* **WRITTEN TASK**: Rewrite the items from the start through the line that contains "265, 194, 504, 232", changing "distant" to "faraway" and leaving everything else as it is.

* **TASK INPUT**:
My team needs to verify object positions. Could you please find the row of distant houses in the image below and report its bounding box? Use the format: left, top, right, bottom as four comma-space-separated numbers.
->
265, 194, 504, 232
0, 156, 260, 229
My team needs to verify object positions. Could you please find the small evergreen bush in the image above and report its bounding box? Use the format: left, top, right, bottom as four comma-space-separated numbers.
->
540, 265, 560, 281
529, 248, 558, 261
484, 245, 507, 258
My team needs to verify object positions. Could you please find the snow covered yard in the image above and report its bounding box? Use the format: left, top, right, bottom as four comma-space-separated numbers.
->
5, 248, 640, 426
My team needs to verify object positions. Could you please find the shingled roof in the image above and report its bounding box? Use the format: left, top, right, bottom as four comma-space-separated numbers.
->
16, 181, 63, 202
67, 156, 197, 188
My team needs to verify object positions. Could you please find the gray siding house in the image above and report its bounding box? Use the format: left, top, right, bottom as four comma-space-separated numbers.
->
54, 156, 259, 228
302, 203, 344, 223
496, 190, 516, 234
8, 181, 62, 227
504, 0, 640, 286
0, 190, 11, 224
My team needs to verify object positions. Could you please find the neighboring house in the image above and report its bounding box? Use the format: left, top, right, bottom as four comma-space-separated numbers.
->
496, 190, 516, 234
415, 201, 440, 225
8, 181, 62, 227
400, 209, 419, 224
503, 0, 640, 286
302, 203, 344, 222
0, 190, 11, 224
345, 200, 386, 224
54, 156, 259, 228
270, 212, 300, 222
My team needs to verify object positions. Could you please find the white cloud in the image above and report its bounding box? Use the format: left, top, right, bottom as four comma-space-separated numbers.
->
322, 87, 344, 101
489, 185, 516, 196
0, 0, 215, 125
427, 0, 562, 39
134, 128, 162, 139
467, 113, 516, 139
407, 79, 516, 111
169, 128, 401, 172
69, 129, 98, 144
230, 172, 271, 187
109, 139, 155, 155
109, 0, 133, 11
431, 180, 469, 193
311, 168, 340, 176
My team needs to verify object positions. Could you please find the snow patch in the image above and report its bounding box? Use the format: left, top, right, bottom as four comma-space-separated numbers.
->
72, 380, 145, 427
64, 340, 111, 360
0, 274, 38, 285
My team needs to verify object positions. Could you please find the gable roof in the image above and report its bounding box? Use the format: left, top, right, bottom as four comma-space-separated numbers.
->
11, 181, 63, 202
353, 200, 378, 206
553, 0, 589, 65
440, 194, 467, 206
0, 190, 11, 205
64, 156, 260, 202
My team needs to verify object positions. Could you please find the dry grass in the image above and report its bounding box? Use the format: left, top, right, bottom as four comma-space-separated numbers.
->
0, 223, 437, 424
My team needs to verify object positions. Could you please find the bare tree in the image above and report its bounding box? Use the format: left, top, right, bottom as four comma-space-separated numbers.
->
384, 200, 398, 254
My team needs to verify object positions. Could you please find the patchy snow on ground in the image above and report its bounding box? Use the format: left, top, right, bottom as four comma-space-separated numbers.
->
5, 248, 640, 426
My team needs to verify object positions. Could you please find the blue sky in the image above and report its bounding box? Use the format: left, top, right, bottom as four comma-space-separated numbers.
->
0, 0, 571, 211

* **SOLUTION FOR THIS PROBLEM**:
My team needs to verify object positions. Could you please find the row of faraway houses in the image below and report its bounding box? Use the format: left, top, right, bottom as four comma-space-separated numbers.
->
265, 194, 504, 232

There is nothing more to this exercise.